* Aufgaben und Übungen:
1. Wer engagierte Feininger laut dem Text über Lyonel Feininger für zwei Comic-Reihen?
2. Setzen Sie den Text über Lyonel Feininger im Anschluss an seinen letzten Satz fort.

* Zitierter Text:
.....

Ein amerikanischer Deutscher. Lyonel Feininger
Heute wird Lyonel Feininger auf der ganzen Welt geschätzt, seinen Anfang nimmt sein künstlerischer Ruhm aber in Deutschland und in den USA.
Geboren wurde der Sohn eines deutschen Musikerpaares 1871 in New York. Das Land seiner Eltern besuchte er zum ersten Mal 16jährig, und er fühlte sich so wohl, dass er blieb. Mit der Entscheidung für die Kunst besuchte er zunächst die Kunstgewerbeschule in Hamburg, dann die Königliche Akademie der Künste in Berlin und schließlich die heute berühmte private Académie Colarossi in Paris. Sein Faible war das Medium der Zeichnung, und so war Lyonel Feininger viele Jahre Künstler mit dem Stift, nicht mit dem Pinsel. Für Zeitschriften, wie die Ulk oder die Lustigen Blätter, arbeitete er als Illustrator und Karikaturist und fasste zeitgleich Fuß in den USA, als James Keely, Herausgeber der Chicago Sunday Tribune, ihn für gleich zwei eigene Comic-Reihen engagierte: The Kin-der-kids und Wee Willie Winkies’s World. Keely suchte nach Künstlern in Deutschland, um einerseits dem negativen Image des Comics als Medium, das die Jugend verdirbt, entgegenzuwirken und andererseits, um die deutschstämmigen Einwohner Chicagos an die Zeitung zu binden. Da seine Freundin Julia Berg gerade ihr erstes gemeinsames Kind erwartete, lehnte Feininger aber die Übersiedlung nach Chicago ab und zog stattdessen nach Paris, von wo aus er die Strips per Post in die USA schickte (man bedenke den Aufwand, wo heute alles via E-Mail in Sekunden quer über den Globus geschickt wird).

.....

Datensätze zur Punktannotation

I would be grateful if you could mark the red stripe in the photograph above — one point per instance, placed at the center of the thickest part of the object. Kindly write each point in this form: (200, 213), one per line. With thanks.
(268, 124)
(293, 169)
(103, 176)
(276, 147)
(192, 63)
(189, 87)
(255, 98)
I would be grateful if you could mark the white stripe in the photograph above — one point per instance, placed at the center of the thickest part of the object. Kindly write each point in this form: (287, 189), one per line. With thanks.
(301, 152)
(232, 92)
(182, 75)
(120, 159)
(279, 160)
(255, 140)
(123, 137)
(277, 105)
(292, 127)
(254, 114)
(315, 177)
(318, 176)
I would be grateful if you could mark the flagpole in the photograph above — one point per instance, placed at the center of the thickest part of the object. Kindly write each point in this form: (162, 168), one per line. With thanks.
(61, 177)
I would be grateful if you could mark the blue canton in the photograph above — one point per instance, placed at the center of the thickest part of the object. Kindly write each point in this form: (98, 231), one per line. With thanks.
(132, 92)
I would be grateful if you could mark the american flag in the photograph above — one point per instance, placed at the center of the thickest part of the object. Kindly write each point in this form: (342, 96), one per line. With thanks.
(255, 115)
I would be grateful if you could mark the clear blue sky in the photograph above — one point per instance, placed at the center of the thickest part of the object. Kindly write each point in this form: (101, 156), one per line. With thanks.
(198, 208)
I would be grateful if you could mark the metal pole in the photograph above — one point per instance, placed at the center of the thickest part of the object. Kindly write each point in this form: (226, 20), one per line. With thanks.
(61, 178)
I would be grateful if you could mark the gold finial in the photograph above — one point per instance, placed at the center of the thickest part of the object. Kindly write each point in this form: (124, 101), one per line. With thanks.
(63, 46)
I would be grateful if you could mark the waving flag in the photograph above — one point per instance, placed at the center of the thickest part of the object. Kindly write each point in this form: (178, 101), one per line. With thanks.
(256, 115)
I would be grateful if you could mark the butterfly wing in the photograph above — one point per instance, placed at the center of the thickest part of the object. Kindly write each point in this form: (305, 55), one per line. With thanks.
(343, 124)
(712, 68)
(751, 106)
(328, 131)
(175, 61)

.....

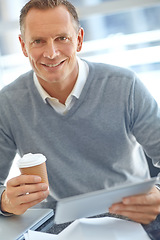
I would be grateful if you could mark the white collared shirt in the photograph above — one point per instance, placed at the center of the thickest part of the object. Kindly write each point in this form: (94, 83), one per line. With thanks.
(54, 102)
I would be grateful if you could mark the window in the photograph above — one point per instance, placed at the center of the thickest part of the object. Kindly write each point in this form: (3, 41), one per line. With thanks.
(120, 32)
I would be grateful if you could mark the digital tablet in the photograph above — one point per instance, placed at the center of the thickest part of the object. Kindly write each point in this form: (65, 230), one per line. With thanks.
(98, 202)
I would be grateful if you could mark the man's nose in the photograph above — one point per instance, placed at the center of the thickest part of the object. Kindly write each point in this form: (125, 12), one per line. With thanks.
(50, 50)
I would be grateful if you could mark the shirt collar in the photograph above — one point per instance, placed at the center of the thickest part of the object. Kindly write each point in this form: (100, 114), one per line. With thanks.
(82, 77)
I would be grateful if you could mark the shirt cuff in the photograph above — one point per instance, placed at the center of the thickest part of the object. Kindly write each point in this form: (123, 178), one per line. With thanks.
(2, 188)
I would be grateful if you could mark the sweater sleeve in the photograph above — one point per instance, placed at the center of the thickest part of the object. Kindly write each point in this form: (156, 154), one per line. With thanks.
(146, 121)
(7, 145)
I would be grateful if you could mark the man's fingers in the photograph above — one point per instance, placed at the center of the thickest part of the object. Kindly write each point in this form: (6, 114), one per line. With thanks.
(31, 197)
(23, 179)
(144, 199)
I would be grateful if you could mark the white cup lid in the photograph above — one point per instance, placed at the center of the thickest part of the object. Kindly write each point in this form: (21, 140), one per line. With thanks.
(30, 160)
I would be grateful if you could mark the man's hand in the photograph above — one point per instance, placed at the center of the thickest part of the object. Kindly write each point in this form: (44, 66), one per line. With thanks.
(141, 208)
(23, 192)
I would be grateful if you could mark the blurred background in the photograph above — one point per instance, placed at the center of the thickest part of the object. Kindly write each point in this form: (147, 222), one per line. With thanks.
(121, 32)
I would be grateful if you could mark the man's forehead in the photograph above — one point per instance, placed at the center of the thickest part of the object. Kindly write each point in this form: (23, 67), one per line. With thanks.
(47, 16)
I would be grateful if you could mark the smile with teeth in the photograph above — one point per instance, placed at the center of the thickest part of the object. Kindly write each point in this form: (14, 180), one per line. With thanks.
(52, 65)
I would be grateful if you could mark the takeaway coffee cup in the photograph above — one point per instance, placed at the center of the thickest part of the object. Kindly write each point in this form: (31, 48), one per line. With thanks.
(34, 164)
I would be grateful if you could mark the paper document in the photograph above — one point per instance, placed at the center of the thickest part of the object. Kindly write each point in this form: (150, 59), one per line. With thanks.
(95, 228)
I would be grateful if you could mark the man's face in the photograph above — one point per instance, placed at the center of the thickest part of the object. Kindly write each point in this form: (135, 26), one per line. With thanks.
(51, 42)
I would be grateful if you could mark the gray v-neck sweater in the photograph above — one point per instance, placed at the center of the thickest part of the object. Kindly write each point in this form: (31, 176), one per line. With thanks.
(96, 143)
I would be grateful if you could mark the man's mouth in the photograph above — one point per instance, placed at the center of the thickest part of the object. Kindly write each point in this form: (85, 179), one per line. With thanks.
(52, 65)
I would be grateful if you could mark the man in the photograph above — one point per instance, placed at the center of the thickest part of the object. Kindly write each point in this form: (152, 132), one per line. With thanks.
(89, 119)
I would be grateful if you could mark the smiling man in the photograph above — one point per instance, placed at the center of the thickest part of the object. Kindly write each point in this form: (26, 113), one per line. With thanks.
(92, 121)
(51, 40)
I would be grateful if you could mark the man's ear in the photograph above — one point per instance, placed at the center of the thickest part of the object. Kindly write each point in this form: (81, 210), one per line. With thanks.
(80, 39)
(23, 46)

.....

* Lösungen zur Übung:
1. James Keely, der Herausgeber der Chicago Sunday Tribune.

2.
Paris war in dieser Zeit das absolute Kunstzentrum und ein Schmelztigel der Moderne. Feininger traf Henri Matisse und Robert Delaunay und näherte sich dem Medium der Malerei an. Wieder in Deutschland wurde er zum Mitglied der Berliner Sezession und pflegte Kontakte zu den Künstlern der Brücke und des Blauen Reiters. Sein Einstieg in die freie Kunst ging rasant bergauf, schon 1911 stellte er im berühmten Salon des Indépendants mit Robert Delaunay, Albert Gleizes und Fernand Léger aus, 1913 nahm er am Ersten Deutschen Herbstsalon in der Galerie Der Sturm teil. Vier Jahre später hatte er dort seine erste Einzelausstellung mit 111 Werken. 1919 wurde er von Walter Gropius zum Leiter der grafischen Werkstatt an das neu gegründete Bauhaus berufen.
Schon früh war Feininger in Berührung mit dem Kubismus gekommen, eine Malweise, die ihn sehr beeindruckte und der er sich mehr und mehr widmete. Er übernahm aber nicht einfach die Vorgaben eines Georges Braque oder eines Pablo Picasso, er überführte die prismatisch gebrochene Ästhetik des Stils in eine eigene Form von komplexen, aber zarten Ansichten, die besonders im Motiv der Städte und Kirchen zu seinen berühmtesten Werken werden sollten.
Seine künstlerische Karriere sowohl als freier Künstler, als auch als Bauhausmeister fand ein jähes Ende, als 1932 die NSDAP siegreich aus den Kommunalwahlen in Dessau hervorging. Das Ehepaar Feininger hatte schon früh gespürt, dass Deutschland einer dunklen Zeit entgegen ging und bereitete schnell seine Übersiedlung in die USA vor. Als 1937 die Wanderausstellung „Entartete Kunst“ (Eintritt frei!) ins Leben gerufen wurde, verließen die Feiningers Deutschland in Richtung New York.
War Lyonel Feininger in Deutschland immer der „Amerikaner“ gewesen, war er in New York der „Deutsche“ und als Künstler ziemlich unbekannt. Erst nach und nach fand er sich in seiner alten neuen Heimat zurecht und widmete sich besonders Manhattan – eine heute berühmte Serie von stimmungsvollen Straßenschluchten und Wolkenkratzern war die Folge. Mit einem Fuß stand er aber wohl auch für den Rest seines Lebens noch in Deutschland und malte weiterhin Motive der Ostsee aus der Erinnerung. Und so erzählt seine Kunst bis heute eindrucksvoll, modern und emotional die Geschichte des amerikanischen Deutschen.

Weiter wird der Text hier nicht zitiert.